Tae Hee menatap ke arah punggung Ja Eun yang naik ke loteng dengan senyuman aneh di wajahnya. Sepertinya Tae Hee masih berusaha menenangkan hatinya yang gelisah dan jantungnya yang berdebar kencang karena melihat Ja Eun dengan rambut basahnya. Tae Hee menghela napas berat seraya memejamkan matanya seolah berusaha menetralkan jantungnya yang berdetak tak karuan.
Tae Hee kemudian berjalan masuk ke kamarnya dengan wajah memerah seraya menggoyang-goyangnya sweaternya karena tiba-tiba saja dia merasa tubuhnya sangat panas. Dia juga menegak airnya cepat-cepat dan mengipasi wajahnya sendiri untuk mendinginkan tubuh (atau lebih tepatnya hatinya) yang ‘panas’. Tae Hee suddenly feeling hot.
Di saat itulah Tae Phil si biang kerok, datang untuk meledeknya hahaha ^^.
“Yyaa! Kemarin malam aku...” Tae Phil ingin mengatakan sesuatu namun terhenti ketika Tae Hee menoleh ke arahnya dan dia menyadari wajah Tae Hee yang tampak aneh.
“Kenapa?” tanya Tae Hee dengan ekspresi kesal.
“Tidak,” sangkal Tae Hee.
“Tentu saja kau tidak mungkin merasa kepanasan dengan suhu udara nol derajat seperti ini,” ujar Tae Phil menganalisa.
“Ini masih terlalu pagi. Apa yang kau pikirkan pagi-pagi begini hingga wajahmu memerah seperti ini?” tebak Tae Phil akurat dengan senyuman usilnya. Emang vangkek nih Evil Maknae, sukanya nge-godain Tae Hee mulu hahaha ^^
“YYAAA! Jangan menuduh orang sembarangan! Memangnya apa yang kubayangkan?” seru Tae Hee, dengan nada penyangkalan yang kuat dan ekspresi kesal yang terlihat jelas. Penyangkalan Tae Hee yang kuat justru membuat Tae Phil semakin curiga.
(Inget rumusnya Tae Hee, semakin dia menyangkal kuat, tandanya adalah sebaliknya. Dia bilang “nggak” berarti adalah “ya” hahaha ^^)
“Kenapa kau kemari?” tanya Tae Hee mengalihkan pembicaraan.
Mendengar itu, Tae Phil baru ingat kalau dia punya tujuan kemari, tapi sialnya karena sibuk ngejahilin Tae Hee, dia lupa apa tujuannya datang ke kamar Tae Hee.
“Tunggu. Kenapa aku datang kemari? Aku tidak ingat. Tunggu aku mengingatnya. Aku akan datang mencarimu lagi,” ujar Tae Phil dengan wajah kebingungan. Kena karma karena usil wkwkwk ^^ Jadi lupa sama tujuannya sendiri, kan?

Tugas tertulis a. Hitung ada berapa baris dalam entri yang memuat kata "slope". Tulis angkanya saja.

Entri dataset.

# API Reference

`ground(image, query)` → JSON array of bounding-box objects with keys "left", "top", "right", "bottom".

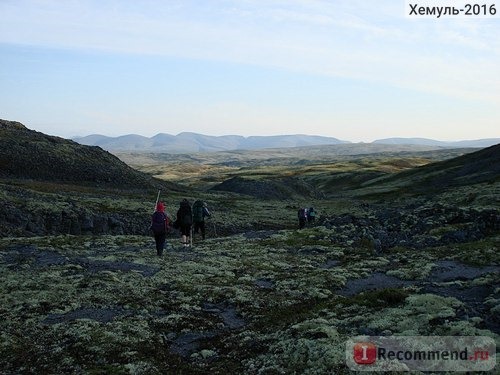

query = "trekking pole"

[
  {"left": 212, "top": 213, "right": 217, "bottom": 237},
  {"left": 154, "top": 189, "right": 161, "bottom": 211}
]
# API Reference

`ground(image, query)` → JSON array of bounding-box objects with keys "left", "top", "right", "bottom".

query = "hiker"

[
  {"left": 193, "top": 200, "right": 210, "bottom": 239},
  {"left": 307, "top": 207, "right": 316, "bottom": 223},
  {"left": 297, "top": 208, "right": 307, "bottom": 229},
  {"left": 151, "top": 202, "right": 170, "bottom": 257},
  {"left": 177, "top": 198, "right": 193, "bottom": 247}
]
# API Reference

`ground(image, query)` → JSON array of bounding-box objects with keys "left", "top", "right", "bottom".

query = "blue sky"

[{"left": 0, "top": 0, "right": 500, "bottom": 141}]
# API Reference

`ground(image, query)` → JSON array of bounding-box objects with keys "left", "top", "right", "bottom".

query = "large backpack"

[
  {"left": 193, "top": 201, "right": 203, "bottom": 223},
  {"left": 178, "top": 201, "right": 193, "bottom": 225},
  {"left": 151, "top": 211, "right": 167, "bottom": 233}
]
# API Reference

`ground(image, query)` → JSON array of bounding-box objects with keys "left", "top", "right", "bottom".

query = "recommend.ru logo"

[{"left": 346, "top": 336, "right": 496, "bottom": 372}]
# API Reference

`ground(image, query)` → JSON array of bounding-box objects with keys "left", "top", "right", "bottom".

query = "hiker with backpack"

[
  {"left": 193, "top": 200, "right": 210, "bottom": 239},
  {"left": 177, "top": 198, "right": 193, "bottom": 247},
  {"left": 297, "top": 208, "right": 307, "bottom": 229},
  {"left": 151, "top": 202, "right": 170, "bottom": 256}
]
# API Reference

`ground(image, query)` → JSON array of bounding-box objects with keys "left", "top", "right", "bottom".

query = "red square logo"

[{"left": 354, "top": 342, "right": 377, "bottom": 365}]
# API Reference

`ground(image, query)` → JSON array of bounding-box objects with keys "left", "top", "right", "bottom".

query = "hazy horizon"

[{"left": 0, "top": 0, "right": 500, "bottom": 142}]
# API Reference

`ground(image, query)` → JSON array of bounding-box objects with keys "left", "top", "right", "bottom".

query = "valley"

[{"left": 0, "top": 122, "right": 500, "bottom": 374}]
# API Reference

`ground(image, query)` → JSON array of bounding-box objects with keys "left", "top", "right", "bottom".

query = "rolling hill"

[{"left": 363, "top": 140, "right": 500, "bottom": 193}]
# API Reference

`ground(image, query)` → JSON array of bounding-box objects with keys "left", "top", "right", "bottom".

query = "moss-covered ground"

[{"left": 0, "top": 226, "right": 500, "bottom": 374}]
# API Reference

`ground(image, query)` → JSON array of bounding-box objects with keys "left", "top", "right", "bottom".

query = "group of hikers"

[
  {"left": 151, "top": 199, "right": 211, "bottom": 256},
  {"left": 150, "top": 194, "right": 316, "bottom": 256},
  {"left": 297, "top": 207, "right": 316, "bottom": 229}
]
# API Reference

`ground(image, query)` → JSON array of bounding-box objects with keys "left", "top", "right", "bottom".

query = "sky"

[{"left": 0, "top": 0, "right": 500, "bottom": 142}]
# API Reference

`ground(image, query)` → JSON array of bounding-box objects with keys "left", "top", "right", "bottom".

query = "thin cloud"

[{"left": 0, "top": 0, "right": 500, "bottom": 102}]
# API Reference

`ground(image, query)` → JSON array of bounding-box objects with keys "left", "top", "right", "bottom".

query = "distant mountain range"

[
  {"left": 73, "top": 132, "right": 500, "bottom": 154},
  {"left": 73, "top": 132, "right": 349, "bottom": 154},
  {"left": 372, "top": 138, "right": 500, "bottom": 148},
  {"left": 0, "top": 119, "right": 185, "bottom": 191}
]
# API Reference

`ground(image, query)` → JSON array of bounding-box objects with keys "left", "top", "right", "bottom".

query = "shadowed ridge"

[{"left": 0, "top": 120, "right": 185, "bottom": 191}]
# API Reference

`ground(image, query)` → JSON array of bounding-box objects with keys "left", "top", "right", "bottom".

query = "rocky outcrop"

[{"left": 320, "top": 203, "right": 500, "bottom": 251}]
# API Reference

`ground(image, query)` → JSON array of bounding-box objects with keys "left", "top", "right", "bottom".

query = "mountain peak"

[{"left": 0, "top": 119, "right": 28, "bottom": 130}]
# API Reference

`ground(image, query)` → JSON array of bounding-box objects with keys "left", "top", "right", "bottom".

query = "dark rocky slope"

[
  {"left": 0, "top": 120, "right": 182, "bottom": 191},
  {"left": 0, "top": 120, "right": 189, "bottom": 237}
]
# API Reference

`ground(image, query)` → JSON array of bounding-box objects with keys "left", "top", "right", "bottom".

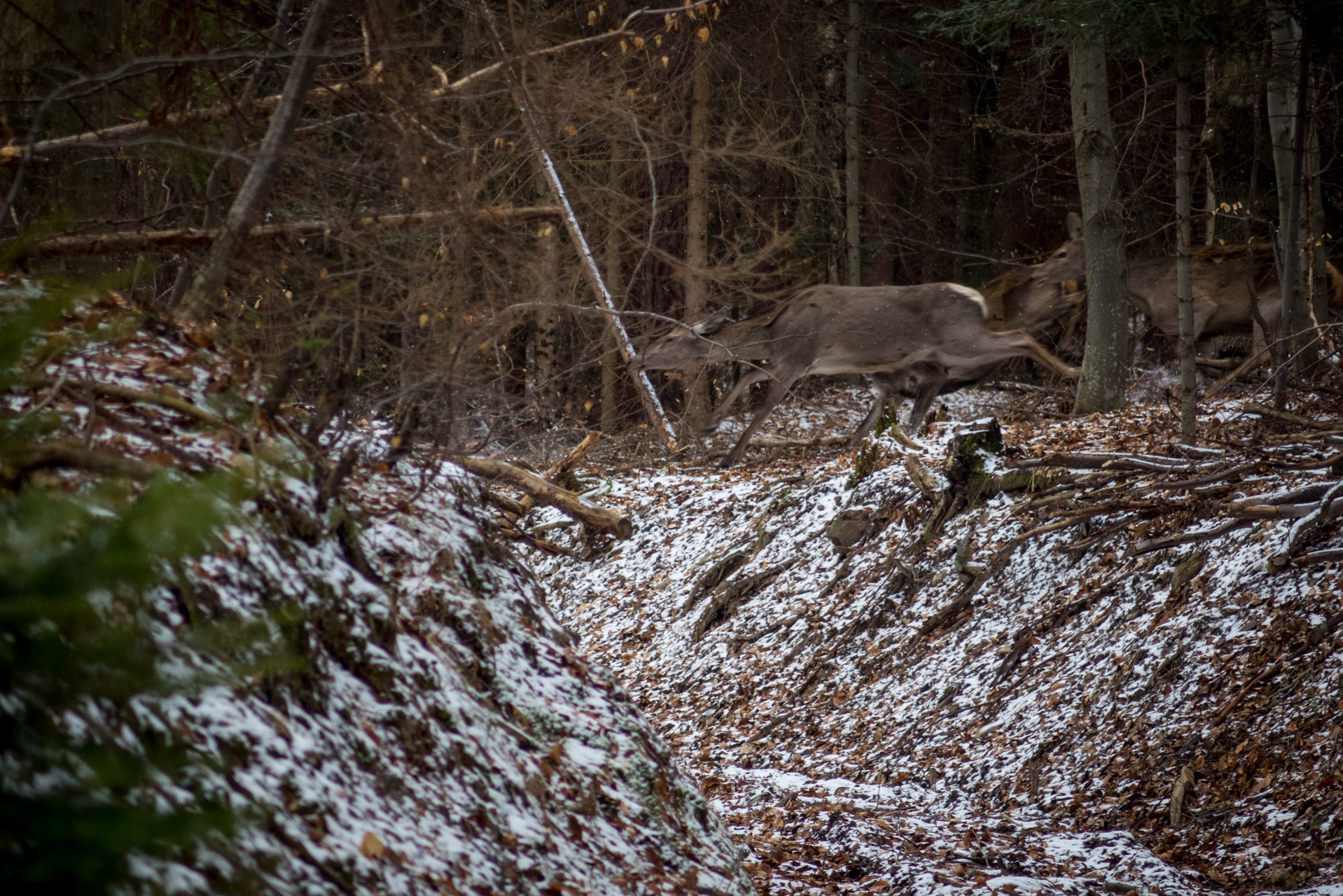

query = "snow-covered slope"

[
  {"left": 533, "top": 384, "right": 1343, "bottom": 893},
  {"left": 2, "top": 295, "right": 751, "bottom": 895}
]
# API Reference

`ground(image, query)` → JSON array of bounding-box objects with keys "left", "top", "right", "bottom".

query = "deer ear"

[
  {"left": 1068, "top": 211, "right": 1083, "bottom": 239},
  {"left": 690, "top": 307, "right": 728, "bottom": 336}
]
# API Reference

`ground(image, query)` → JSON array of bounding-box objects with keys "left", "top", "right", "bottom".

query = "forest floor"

[
  {"left": 528, "top": 372, "right": 1343, "bottom": 896},
  {"left": 26, "top": 288, "right": 1343, "bottom": 896}
]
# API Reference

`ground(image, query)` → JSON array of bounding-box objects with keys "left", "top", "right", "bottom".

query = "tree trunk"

[
  {"left": 532, "top": 222, "right": 560, "bottom": 390},
  {"left": 1268, "top": 0, "right": 1309, "bottom": 379},
  {"left": 1204, "top": 47, "right": 1217, "bottom": 246},
  {"left": 1305, "top": 118, "right": 1332, "bottom": 340},
  {"left": 474, "top": 0, "right": 676, "bottom": 450},
  {"left": 1069, "top": 41, "right": 1128, "bottom": 414},
  {"left": 1175, "top": 34, "right": 1211, "bottom": 444},
  {"left": 844, "top": 0, "right": 862, "bottom": 286},
  {"left": 181, "top": 0, "right": 332, "bottom": 320},
  {"left": 598, "top": 154, "right": 625, "bottom": 435},
  {"left": 681, "top": 34, "right": 709, "bottom": 438}
]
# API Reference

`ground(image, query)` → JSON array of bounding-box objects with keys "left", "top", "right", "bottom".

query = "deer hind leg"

[
  {"left": 1003, "top": 330, "right": 1081, "bottom": 379},
  {"left": 907, "top": 364, "right": 947, "bottom": 435},
  {"left": 704, "top": 367, "right": 770, "bottom": 435},
  {"left": 849, "top": 373, "right": 898, "bottom": 447},
  {"left": 718, "top": 379, "right": 793, "bottom": 470}
]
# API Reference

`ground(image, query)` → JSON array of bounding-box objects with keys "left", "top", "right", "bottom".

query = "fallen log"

[
  {"left": 17, "top": 206, "right": 560, "bottom": 258},
  {"left": 0, "top": 28, "right": 628, "bottom": 167},
  {"left": 1128, "top": 514, "right": 1251, "bottom": 556},
  {"left": 1015, "top": 451, "right": 1204, "bottom": 473},
  {"left": 1241, "top": 402, "right": 1339, "bottom": 430},
  {"left": 31, "top": 376, "right": 225, "bottom": 426},
  {"left": 449, "top": 456, "right": 634, "bottom": 540},
  {"left": 1268, "top": 481, "right": 1343, "bottom": 570},
  {"left": 517, "top": 430, "right": 601, "bottom": 516},
  {"left": 1232, "top": 498, "right": 1343, "bottom": 520},
  {"left": 3, "top": 443, "right": 164, "bottom": 479}
]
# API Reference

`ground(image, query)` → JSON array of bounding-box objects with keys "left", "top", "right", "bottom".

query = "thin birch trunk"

[
  {"left": 681, "top": 41, "right": 709, "bottom": 437},
  {"left": 1069, "top": 41, "right": 1128, "bottom": 414},
  {"left": 1175, "top": 35, "right": 1211, "bottom": 444},
  {"left": 598, "top": 152, "right": 625, "bottom": 435},
  {"left": 181, "top": 0, "right": 332, "bottom": 320},
  {"left": 844, "top": 0, "right": 862, "bottom": 286},
  {"left": 475, "top": 0, "right": 676, "bottom": 450}
]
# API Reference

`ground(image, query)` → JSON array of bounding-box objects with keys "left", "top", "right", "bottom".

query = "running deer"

[
  {"left": 982, "top": 212, "right": 1343, "bottom": 349},
  {"left": 631, "top": 284, "right": 1077, "bottom": 468}
]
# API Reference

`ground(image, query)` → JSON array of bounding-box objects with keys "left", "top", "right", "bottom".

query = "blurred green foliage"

[{"left": 0, "top": 289, "right": 287, "bottom": 895}]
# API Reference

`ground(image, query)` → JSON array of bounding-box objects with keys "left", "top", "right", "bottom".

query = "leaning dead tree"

[
  {"left": 475, "top": 0, "right": 676, "bottom": 450},
  {"left": 181, "top": 0, "right": 332, "bottom": 320}
]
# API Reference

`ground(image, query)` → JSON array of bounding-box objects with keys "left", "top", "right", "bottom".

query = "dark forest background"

[{"left": 0, "top": 0, "right": 1343, "bottom": 447}]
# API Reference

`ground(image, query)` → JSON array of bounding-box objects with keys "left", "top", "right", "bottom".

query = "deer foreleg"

[
  {"left": 718, "top": 380, "right": 793, "bottom": 469},
  {"left": 704, "top": 367, "right": 770, "bottom": 435}
]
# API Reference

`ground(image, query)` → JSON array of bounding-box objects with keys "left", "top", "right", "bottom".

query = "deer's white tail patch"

[{"left": 947, "top": 284, "right": 989, "bottom": 320}]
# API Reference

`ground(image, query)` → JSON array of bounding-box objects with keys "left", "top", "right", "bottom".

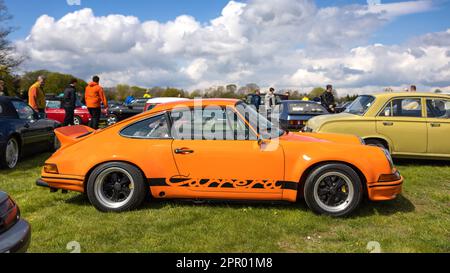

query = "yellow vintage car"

[{"left": 304, "top": 92, "right": 450, "bottom": 160}]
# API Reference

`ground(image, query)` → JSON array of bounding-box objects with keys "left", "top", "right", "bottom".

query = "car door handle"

[{"left": 175, "top": 148, "right": 194, "bottom": 155}]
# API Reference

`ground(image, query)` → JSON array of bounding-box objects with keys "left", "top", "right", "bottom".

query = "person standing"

[
  {"left": 250, "top": 90, "right": 261, "bottom": 112},
  {"left": 62, "top": 79, "right": 78, "bottom": 126},
  {"left": 320, "top": 85, "right": 336, "bottom": 113},
  {"left": 28, "top": 76, "right": 45, "bottom": 117},
  {"left": 84, "top": 76, "right": 108, "bottom": 130},
  {"left": 265, "top": 87, "right": 276, "bottom": 111},
  {"left": 0, "top": 80, "right": 8, "bottom": 97}
]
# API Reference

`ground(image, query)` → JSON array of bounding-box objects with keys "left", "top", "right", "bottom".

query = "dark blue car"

[
  {"left": 275, "top": 100, "right": 329, "bottom": 130},
  {"left": 0, "top": 97, "right": 60, "bottom": 169},
  {"left": 0, "top": 191, "right": 31, "bottom": 253}
]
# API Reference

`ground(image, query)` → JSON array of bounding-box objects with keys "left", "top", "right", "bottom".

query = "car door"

[
  {"left": 376, "top": 97, "right": 427, "bottom": 154},
  {"left": 12, "top": 100, "right": 53, "bottom": 149},
  {"left": 426, "top": 98, "right": 450, "bottom": 153},
  {"left": 171, "top": 107, "right": 284, "bottom": 200}
]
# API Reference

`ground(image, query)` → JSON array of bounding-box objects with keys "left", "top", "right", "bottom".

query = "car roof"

[
  {"left": 147, "top": 97, "right": 189, "bottom": 103},
  {"left": 367, "top": 92, "right": 449, "bottom": 99}
]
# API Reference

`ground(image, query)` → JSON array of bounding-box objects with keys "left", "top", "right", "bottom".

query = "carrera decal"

[{"left": 148, "top": 177, "right": 298, "bottom": 190}]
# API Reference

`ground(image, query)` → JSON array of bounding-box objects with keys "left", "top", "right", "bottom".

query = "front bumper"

[
  {"left": 367, "top": 176, "right": 403, "bottom": 201},
  {"left": 0, "top": 220, "right": 31, "bottom": 253}
]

Tugas tertulis b.
Jawab pertanyaan berikut berdasarkan cerita tentang Tae Hee di atas.
(i) Ke mana Ja Eun naik?
(ii) Menurut Tae Phil, berapa derajat suhu udaranya?
(iii) Pertanyaan apa yang diajukan Tae Hee untuk mengalihkan pembicaraan?

Hasil a. 2

Hasil b.
(i) Ke loteng.
(ii) Nol derajat.
(iii) "Kenapa kau kemari?"